## Begin Data for this task
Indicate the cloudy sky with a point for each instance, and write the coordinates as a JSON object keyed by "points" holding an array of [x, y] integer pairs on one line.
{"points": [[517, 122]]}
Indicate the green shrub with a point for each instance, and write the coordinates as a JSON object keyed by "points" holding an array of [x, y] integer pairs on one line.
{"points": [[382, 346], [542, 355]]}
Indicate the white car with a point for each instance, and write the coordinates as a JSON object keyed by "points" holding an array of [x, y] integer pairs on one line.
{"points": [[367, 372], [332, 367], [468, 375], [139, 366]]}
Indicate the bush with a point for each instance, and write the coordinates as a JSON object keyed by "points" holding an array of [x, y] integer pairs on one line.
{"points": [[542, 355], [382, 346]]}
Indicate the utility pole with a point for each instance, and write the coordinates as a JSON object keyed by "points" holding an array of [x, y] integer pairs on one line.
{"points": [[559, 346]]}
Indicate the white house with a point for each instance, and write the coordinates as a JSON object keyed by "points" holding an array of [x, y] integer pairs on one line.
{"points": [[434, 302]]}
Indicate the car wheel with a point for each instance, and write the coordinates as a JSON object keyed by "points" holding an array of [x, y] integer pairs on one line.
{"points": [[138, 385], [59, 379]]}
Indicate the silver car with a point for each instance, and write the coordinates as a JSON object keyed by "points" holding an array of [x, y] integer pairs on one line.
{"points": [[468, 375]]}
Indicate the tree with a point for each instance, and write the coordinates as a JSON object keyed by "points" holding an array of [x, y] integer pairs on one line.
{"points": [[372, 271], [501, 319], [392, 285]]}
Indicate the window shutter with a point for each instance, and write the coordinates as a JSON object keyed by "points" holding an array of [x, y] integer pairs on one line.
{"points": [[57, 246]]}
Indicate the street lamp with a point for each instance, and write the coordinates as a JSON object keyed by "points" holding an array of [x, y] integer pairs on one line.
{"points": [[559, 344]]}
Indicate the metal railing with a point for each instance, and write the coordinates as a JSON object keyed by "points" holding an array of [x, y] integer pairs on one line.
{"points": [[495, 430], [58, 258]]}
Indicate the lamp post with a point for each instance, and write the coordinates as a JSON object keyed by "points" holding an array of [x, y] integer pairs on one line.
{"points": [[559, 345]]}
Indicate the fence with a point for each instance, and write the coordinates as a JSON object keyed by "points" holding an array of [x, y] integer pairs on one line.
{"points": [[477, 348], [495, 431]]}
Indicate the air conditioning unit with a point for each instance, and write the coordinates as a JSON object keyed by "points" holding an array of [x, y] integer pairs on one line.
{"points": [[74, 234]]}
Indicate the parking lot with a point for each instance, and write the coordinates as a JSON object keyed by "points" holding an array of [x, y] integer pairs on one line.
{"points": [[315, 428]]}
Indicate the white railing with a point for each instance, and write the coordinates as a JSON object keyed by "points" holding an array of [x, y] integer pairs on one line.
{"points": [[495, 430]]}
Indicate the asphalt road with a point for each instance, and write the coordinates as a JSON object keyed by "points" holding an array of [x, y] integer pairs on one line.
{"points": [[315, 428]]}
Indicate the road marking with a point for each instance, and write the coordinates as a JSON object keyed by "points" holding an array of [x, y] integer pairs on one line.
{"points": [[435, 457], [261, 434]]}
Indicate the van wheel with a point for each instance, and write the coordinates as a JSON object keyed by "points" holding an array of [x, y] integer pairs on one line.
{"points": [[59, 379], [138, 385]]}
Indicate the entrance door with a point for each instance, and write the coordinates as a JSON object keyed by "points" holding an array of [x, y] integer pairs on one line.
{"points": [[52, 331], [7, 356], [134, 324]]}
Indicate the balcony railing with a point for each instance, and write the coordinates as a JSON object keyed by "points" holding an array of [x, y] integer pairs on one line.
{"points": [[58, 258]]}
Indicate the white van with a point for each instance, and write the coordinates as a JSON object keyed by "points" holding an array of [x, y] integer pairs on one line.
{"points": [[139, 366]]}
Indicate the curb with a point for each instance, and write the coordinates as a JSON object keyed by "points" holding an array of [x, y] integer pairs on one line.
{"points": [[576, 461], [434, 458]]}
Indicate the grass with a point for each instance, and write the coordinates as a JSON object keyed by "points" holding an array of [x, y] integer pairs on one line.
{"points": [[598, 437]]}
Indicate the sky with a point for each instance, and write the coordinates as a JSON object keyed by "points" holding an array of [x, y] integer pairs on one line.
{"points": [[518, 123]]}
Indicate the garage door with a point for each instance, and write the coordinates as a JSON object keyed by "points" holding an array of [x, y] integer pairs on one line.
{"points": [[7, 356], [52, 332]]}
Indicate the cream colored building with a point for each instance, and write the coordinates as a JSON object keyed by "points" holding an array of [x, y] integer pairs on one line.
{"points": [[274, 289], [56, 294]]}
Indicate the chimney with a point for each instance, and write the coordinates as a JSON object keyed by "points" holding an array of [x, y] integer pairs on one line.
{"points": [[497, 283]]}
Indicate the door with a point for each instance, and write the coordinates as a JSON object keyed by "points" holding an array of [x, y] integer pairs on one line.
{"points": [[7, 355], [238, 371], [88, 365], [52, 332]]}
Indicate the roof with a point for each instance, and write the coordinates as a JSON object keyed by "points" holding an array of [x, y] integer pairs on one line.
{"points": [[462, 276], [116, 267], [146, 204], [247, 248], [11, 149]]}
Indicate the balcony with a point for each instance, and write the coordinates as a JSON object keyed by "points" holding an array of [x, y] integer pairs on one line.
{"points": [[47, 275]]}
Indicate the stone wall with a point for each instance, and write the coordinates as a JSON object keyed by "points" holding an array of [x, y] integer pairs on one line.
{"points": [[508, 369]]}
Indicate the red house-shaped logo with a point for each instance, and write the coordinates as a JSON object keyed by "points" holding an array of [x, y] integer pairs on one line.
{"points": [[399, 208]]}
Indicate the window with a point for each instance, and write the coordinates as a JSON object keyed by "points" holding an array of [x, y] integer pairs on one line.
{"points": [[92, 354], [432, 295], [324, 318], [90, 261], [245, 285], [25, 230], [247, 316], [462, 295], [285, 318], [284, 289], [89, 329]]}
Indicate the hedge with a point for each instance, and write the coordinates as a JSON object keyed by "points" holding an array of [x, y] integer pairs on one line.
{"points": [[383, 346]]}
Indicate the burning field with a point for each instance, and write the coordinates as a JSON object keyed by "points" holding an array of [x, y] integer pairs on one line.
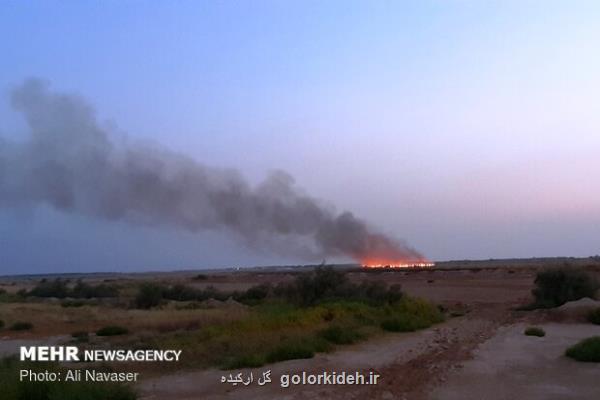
{"points": [[423, 330]]}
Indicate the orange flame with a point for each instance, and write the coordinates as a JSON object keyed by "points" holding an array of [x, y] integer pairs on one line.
{"points": [[379, 263]]}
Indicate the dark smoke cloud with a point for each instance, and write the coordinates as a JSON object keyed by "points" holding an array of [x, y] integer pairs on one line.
{"points": [[70, 162]]}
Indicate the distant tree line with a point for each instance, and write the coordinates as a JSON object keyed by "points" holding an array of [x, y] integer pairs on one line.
{"points": [[323, 284], [61, 289]]}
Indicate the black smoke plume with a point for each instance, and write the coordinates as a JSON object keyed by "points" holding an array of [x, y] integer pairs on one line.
{"points": [[71, 162]]}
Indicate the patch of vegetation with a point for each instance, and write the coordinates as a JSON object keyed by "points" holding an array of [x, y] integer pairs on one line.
{"points": [[245, 361], [314, 313], [61, 289], [587, 350], [535, 331], [72, 303], [328, 284], [556, 286], [21, 326], [81, 336], [113, 330], [341, 335], [149, 295], [14, 389], [297, 349], [594, 316]]}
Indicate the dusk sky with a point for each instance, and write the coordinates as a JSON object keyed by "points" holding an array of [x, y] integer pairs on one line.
## End Data for this task
> **Problem to work on**
Repeat the data exactly, without the pictures.

> **The completed task**
Indicate the cloudy sky with a point for each instance, and write the coordinates as a JSON object keyed by "points" holding an array of [x, y] integer pairs on one line.
{"points": [[517, 122]]}
Indicate the green shrub with a point for each instance, and write the coordinates as a JSON object keyed by "points" holding an array of [x, y] integer pairs on one line.
{"points": [[382, 346], [542, 355]]}
Indicate the white car with a point for each instance, and write the coordinates as a JSON object keyed by "points" holding an array of [x, y] integer pairs on one line.
{"points": [[367, 372], [332, 367], [468, 375], [139, 366]]}
Indicate the bush with a point for each instance, and write the coordinates as a JSON object keyed by "points" holding an array of [x, y] integer pairs on one line.
{"points": [[542, 355], [382, 346]]}
Indicate the utility pole with a point for each instance, and write the coordinates as a JSON object keyed by "points" holding an array of [x, y] integer pairs on one line.
{"points": [[559, 346]]}
Indicate the white house with a point for each instance, and write the coordinates as a JSON object keyed by "points" holding an array of [x, y] integer pairs on one line.
{"points": [[434, 302]]}
Indicate the car wheel with a point for each instance, and write the coordinates as a JSON object keyed by "points" holding an array of [x, y] integer pairs on one line.
{"points": [[138, 385], [59, 379]]}
Indicate the silver car with a point for each instance, and write the coordinates as a JSON object keyed by "points" holding an array of [x, y] integer pairs on one line.
{"points": [[468, 375]]}
Indicate the tree with a point for each instance, and write the coordinates as a JSON object keyed by "points" holding an array of [x, y] integer pairs on one line.
{"points": [[372, 271], [501, 319], [392, 285]]}
Indicate the window shutter with a point for each instance, and write the coordinates as a JSON object keyed by "points" holding an array of [x, y] integer pairs on one line.
{"points": [[57, 246]]}
Indicate the street lamp with a point for each instance, and write the coordinates as a JSON object keyed by "points" holding an array of [x, y] integer pairs on one line.
{"points": [[559, 344]]}
Indicate the metal railing with a point for each instance, and write the coordinates as a JSON object keyed by "points" holding an array of [x, y] integer pairs on one line.
{"points": [[495, 430], [58, 258]]}
Indicate the lamp post with a point for each instance, and write the coordinates as a JSON object keyed by "points" holding an array of [x, y] integer pairs on one line.
{"points": [[559, 345]]}
Indicate the fence with a point for each instance, and write the coordinates as a JSON object keyed by "points" holding an array of [x, y] integer pairs on one line.
{"points": [[477, 348], [495, 431]]}
Indicate the air conditioning unit with a point for each instance, and write the coordinates as a JSON object keyed by "points" holding an array of [x, y] integer pairs on one line.
{"points": [[74, 234]]}
Indicate the parking lot with a point for each instance, and write the coordinates as a JSON object keyed by "points" holding an array of [x, y] integer pairs on one line.
{"points": [[315, 428]]}
Indicate the white railing with a point for each instance, and write the coordinates as a JSON object keyed by "points" holding an array of [x, y] integer pairs on one line.
{"points": [[495, 430]]}
Indicate the asphalt road with a point for each instance, and write the coordinates as a JSON object keyed by "points" holding an array of [x, y] integer pairs on one line.
{"points": [[315, 428]]}
Indicate the road marking with a point for each instance, and write the coordinates as a JSON object keyed by "points" holding an array of [x, y] integer pairs on one line.
{"points": [[435, 457], [261, 434]]}
Indicate the van wheel with a point for each instance, and write the coordinates as a JSON object keyed by "points" holding an array of [x, y] integer pairs on one line.
{"points": [[59, 379], [138, 385]]}
Indicate the entrance door with a point for each instance, and write the coordinates as a JSON object keyed by "points" holding an array of [x, y] integer pairs on one line.
{"points": [[52, 331], [7, 356], [134, 324]]}
Indicate the balcony railing with a point for each instance, and write the coordinates as a JSON object keyed by "points" holding an array of [x, y] integer pairs on one line.
{"points": [[58, 258]]}
Indicate the white van with a point for each instance, and write the coordinates as a JSON object keyed by "points" holding an array of [x, y] integer pairs on one line.
{"points": [[139, 366]]}
Indicate the curb with a point for each instance, and write the coordinates as a JSON object keyed by "points" holding an array of [x, y] integer pairs on one line.
{"points": [[576, 461], [434, 458]]}
Indicate the grass with a point for each instance, and write the coordinates as a JSON object keyed by "points" holding an array of [x, y] integer pairs on one line.
{"points": [[598, 437]]}
Indicate the sky with a point for each instance, and write the coordinates as a JSON object keyed by "points" holding an array of [x, y] integer pairs on one line.
{"points": [[518, 123]]}
Indicate the garage door with a point for each instance, and write the coordinates as a JSON object keyed by "points" holding an array of [x, y] integer pairs on one line.
{"points": [[7, 356], [52, 332]]}
Indicate the cream colored building with a point for each instance, and write the coordinates as a JSON object keyed by "points" holding an array of [x, y] integer pairs on one line.
{"points": [[274, 289], [56, 294]]}
Indicate the chimney with a point for each instance, and write the coordinates as a JSON object keyed by "points" holding an array of [x, y] integer pairs on one line.
{"points": [[497, 283]]}
Indicate the door with a point for each instance, and write the coordinates as a JSON object keyed by "points" holding an array of [x, y] integer pairs on one line.
{"points": [[7, 355], [238, 371], [88, 365], [52, 332]]}
Indicate the roof with a point for each instance, and write the coordinates as a JSON object keyed by "points" holding an array of [x, y] integer pairs on one line.
{"points": [[462, 276], [116, 267], [146, 204], [247, 248], [11, 149]]}
Indicate the balcony with a point for each instance, and write the coordinates as a JSON object keyed by "points" holding an array of [x, y] integer pairs on one line.
{"points": [[47, 275]]}
Indicate the stone wall with a point for each instance, and write the coordinates as a JSON object keyed by "points" holding an array of [x, y] integer pairs on one line.
{"points": [[508, 369]]}
Indicate the red house-shaped logo with a point for each instance, and write the coordinates as a JSON object keyed by "points" holding an array of [x, y] integer pairs on one line.
{"points": [[399, 208]]}
Indicate the window with a point for each instance, and write the coordinates as a JSON object keyed by "points" holding an array of [x, y] integer pairs on one line.
{"points": [[92, 354], [432, 295], [324, 318], [90, 261], [245, 285], [25, 230], [247, 316], [462, 295], [285, 318], [284, 289], [89, 329]]}
Indicate the hedge with a point for each instance, and write the coordinates as a JSON object keyed by "points" holding an array of [x, y] integer pairs on one line.
{"points": [[383, 346]]}
Indicate the burning field with a point for each instance, and write the coordinates as a JSON object keyed by "points" holding an array of [x, y] integer pairs on one line.
{"points": [[423, 330]]}
Indicate the orange flame with a point for each instance, and write the coordinates as a JSON object keyed by "points" holding an array of [x, y] integer pairs on one line.
{"points": [[379, 263]]}
Indicate the dark smoke cloud with a point for each instance, and write the coordinates as a JSON object keyed by "points" holding an array of [x, y] integer pairs on one line.
{"points": [[70, 162]]}
Indicate the distant tree line with a point for each instance, and write the coordinates as a JSON object keyed by "points" holding an array of [x, y] integer pairs on one line.
{"points": [[323, 284], [61, 289]]}
Indicate the black smoke plume with a point for each instance, and write the coordinates as a JSON object keyed by "points" holding an array of [x, y] integer pairs on one line.
{"points": [[71, 162]]}
Indicate the patch of vegetation with a point for each instance, and write the coordinates as a JSON object keyed by "points" holding an array of [x, y] integer pairs on one line.
{"points": [[245, 361], [314, 313], [61, 289], [587, 350], [535, 331], [72, 303], [328, 284], [556, 286], [21, 326], [81, 336], [113, 330], [341, 335], [149, 295], [14, 389], [297, 349], [594, 316]]}
Indicate the dusk sky with a point for each instance, and write the coordinates as a JSON object keyed by "points" holding an array of [x, y] integer pairs on one line.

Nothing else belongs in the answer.